Task goal.
Starting at the first line of the data below, repeat each line word for word up to and including the line with "Target: building facade".

================================

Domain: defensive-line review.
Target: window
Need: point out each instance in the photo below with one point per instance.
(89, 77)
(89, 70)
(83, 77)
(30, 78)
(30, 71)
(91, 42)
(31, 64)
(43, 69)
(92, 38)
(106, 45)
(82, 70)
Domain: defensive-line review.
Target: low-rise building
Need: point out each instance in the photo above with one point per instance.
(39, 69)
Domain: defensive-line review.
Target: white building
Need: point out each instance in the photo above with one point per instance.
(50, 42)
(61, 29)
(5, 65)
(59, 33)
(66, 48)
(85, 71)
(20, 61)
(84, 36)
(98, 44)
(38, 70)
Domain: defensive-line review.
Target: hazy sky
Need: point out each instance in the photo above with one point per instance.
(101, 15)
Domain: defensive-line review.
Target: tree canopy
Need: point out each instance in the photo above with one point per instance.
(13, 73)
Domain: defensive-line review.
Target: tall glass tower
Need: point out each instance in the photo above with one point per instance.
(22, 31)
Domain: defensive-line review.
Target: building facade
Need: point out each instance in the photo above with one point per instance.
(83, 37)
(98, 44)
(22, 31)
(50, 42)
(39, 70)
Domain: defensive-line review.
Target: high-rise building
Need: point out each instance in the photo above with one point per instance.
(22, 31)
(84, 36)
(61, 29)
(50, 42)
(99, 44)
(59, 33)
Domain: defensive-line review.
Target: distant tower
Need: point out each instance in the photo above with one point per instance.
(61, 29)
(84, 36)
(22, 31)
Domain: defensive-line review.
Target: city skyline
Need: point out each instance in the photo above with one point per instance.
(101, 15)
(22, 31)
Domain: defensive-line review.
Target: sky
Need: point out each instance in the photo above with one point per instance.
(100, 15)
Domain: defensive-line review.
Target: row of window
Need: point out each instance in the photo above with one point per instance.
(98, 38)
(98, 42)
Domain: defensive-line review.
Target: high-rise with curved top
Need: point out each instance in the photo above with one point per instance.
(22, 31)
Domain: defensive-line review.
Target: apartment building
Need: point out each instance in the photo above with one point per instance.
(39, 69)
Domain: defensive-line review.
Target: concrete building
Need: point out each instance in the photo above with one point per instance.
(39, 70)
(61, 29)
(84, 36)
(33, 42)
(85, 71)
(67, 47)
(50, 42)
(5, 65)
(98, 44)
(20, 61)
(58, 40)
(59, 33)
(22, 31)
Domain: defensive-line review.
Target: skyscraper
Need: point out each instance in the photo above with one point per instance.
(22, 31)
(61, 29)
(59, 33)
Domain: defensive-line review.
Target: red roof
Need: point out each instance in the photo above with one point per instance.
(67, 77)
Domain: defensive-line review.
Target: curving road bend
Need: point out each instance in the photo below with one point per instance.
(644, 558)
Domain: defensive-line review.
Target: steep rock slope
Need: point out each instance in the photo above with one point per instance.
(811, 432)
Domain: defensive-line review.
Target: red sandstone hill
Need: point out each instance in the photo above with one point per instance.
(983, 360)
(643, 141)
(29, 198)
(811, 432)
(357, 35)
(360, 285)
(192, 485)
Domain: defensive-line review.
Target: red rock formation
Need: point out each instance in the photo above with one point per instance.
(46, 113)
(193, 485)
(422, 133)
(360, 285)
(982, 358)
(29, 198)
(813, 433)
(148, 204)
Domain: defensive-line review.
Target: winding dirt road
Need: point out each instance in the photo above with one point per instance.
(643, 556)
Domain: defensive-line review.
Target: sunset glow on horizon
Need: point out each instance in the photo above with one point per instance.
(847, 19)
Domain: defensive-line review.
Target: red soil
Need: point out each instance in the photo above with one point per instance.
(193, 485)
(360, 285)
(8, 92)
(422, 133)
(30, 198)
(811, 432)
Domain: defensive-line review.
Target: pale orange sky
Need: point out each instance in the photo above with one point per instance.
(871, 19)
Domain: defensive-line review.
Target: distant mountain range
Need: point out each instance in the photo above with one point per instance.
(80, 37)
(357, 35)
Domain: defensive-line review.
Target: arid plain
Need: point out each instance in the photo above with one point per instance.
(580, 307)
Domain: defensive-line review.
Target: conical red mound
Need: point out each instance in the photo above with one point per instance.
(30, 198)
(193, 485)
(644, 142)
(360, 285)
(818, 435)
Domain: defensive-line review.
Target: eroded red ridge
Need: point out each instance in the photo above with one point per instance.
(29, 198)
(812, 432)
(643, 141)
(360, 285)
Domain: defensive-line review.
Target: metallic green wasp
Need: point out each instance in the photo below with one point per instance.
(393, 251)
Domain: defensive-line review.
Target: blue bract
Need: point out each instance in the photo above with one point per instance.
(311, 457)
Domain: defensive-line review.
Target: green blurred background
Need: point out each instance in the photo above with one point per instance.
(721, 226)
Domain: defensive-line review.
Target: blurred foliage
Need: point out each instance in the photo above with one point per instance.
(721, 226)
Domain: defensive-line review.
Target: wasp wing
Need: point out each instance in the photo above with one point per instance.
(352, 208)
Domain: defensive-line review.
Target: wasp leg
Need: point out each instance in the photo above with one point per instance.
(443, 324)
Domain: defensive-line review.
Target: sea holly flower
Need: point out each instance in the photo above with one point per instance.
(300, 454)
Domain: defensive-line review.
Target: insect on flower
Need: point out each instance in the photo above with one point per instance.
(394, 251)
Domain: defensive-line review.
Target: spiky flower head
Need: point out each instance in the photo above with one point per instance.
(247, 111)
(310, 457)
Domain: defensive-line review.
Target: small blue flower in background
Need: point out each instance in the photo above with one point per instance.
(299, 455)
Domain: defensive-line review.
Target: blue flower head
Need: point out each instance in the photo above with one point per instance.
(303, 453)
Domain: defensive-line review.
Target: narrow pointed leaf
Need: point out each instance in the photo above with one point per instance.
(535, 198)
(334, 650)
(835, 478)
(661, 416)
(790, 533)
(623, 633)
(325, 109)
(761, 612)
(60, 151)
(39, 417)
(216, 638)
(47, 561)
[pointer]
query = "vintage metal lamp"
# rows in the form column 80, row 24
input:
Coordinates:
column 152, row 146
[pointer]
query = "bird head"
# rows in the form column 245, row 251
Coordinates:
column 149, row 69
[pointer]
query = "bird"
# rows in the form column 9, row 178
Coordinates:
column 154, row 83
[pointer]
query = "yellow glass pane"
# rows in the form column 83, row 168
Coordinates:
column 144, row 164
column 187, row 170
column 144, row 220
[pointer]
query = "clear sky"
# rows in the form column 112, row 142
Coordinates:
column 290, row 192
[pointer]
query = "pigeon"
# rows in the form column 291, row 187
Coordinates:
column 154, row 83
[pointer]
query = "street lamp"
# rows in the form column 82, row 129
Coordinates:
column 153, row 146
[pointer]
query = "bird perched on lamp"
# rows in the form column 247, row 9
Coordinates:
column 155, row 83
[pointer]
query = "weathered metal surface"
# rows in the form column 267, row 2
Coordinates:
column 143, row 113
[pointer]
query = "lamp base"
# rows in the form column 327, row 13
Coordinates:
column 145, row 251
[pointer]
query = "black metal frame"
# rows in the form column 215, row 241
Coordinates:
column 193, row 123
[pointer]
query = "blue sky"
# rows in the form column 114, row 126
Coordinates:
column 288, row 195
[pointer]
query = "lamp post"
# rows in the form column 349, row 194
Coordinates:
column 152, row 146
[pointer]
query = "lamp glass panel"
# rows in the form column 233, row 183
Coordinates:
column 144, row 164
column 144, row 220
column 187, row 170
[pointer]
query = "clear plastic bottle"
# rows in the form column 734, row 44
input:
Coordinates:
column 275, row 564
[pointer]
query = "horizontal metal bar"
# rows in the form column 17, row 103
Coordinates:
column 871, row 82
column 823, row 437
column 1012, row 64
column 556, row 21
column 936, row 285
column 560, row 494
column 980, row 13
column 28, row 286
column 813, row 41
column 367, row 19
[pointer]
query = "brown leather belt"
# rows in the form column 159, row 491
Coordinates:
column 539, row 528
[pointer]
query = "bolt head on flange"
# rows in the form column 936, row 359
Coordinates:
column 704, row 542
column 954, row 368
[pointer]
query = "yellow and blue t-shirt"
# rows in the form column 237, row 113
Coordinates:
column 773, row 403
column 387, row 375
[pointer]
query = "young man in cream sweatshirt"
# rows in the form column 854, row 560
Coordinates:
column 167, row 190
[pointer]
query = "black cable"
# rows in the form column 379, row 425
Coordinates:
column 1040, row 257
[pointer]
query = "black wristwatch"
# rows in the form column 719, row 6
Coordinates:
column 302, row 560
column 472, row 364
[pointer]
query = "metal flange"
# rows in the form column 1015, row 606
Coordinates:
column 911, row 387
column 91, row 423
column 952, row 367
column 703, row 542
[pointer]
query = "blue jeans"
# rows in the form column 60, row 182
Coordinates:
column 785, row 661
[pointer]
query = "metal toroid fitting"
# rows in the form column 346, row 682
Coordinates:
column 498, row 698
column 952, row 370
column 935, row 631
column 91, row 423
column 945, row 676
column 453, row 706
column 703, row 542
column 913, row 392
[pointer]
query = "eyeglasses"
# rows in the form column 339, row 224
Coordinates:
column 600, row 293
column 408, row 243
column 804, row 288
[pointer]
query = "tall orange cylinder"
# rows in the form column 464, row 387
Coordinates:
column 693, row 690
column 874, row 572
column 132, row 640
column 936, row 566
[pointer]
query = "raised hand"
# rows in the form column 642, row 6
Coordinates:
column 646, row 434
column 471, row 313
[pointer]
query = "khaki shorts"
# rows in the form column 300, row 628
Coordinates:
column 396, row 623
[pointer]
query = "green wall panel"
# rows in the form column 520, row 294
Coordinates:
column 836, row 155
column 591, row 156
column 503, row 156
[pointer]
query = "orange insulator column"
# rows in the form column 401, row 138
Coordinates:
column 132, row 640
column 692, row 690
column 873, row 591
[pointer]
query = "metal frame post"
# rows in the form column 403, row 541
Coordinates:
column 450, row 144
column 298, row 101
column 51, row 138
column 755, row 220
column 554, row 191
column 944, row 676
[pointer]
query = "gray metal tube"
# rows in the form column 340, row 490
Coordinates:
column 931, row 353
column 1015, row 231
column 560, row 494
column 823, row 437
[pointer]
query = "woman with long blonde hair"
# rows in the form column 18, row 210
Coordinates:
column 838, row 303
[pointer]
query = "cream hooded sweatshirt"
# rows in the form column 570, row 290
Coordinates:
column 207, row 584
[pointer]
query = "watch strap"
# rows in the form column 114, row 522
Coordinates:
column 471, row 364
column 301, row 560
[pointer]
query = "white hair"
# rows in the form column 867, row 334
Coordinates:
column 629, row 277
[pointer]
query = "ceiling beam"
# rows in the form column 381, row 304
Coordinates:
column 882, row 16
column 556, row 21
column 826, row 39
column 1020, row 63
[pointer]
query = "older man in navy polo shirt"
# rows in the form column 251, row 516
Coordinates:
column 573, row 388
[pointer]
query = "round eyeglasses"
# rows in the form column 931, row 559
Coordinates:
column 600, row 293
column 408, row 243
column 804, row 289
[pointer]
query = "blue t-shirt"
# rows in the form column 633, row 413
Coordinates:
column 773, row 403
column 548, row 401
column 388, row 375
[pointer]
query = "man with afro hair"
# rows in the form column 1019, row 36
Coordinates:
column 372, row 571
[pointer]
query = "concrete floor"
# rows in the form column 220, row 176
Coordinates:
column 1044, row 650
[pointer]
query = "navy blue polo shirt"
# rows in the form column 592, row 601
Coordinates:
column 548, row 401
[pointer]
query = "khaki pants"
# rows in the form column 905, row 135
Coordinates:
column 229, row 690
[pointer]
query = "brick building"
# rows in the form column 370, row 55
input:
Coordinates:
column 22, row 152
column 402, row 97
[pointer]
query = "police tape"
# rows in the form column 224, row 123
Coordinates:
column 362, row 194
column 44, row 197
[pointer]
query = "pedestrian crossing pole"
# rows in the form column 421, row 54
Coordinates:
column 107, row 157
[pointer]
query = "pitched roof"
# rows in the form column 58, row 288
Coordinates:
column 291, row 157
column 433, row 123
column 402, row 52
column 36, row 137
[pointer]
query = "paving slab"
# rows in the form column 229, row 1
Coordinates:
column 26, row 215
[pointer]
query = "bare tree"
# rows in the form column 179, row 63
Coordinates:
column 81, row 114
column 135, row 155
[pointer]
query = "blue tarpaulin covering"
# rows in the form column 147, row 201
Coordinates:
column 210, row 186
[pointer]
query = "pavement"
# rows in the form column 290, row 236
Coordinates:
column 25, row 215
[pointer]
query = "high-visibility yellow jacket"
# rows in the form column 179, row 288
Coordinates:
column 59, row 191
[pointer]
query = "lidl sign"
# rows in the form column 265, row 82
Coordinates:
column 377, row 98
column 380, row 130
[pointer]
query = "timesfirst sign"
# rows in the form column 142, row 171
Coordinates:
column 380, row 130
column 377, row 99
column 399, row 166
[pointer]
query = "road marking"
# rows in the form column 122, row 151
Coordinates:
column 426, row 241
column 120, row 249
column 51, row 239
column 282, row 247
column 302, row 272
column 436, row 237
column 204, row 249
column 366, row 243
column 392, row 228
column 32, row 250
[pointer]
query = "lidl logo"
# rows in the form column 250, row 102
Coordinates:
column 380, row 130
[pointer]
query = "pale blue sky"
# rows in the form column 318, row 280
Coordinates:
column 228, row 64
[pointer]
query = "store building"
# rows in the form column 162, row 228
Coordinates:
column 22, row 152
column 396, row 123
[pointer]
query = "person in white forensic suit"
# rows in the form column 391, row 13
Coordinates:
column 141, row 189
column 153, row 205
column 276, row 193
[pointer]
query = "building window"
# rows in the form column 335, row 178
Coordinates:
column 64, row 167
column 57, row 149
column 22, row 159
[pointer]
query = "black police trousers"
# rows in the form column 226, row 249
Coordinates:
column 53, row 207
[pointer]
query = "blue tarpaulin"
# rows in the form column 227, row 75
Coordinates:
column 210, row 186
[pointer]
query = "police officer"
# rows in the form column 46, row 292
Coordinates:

================================

Response to this exercise.
Domain: defensive-line review.
Target: window
Need: point out each instance in the photo below with one point per instance.
(89, 77)
(89, 70)
(83, 77)
(30, 78)
(30, 71)
(91, 42)
(31, 64)
(43, 69)
(92, 38)
(106, 45)
(82, 70)
Domain: defensive-line review.
Target: low-rise building
Need: point out each instance in the photo above with one point per instance.
(39, 69)
Domain: defensive-line review.
Target: white building
Need: point out each instance in the photo above with one point per instance.
(50, 42)
(61, 29)
(5, 65)
(59, 33)
(66, 48)
(85, 71)
(20, 61)
(84, 36)
(98, 44)
(38, 70)
Domain: defensive-line review.
Target: hazy sky
Need: point out each instance in the photo above with one point per instance.
(101, 15)
Domain: defensive-line review.
Target: tree canopy
Need: point out each instance in the photo above with one point per instance.
(13, 73)
Domain: defensive-line review.
Target: tall glass tower
Need: point out each instance in the photo above with one point per instance.
(22, 31)
Domain: defensive-line review.
Target: building facade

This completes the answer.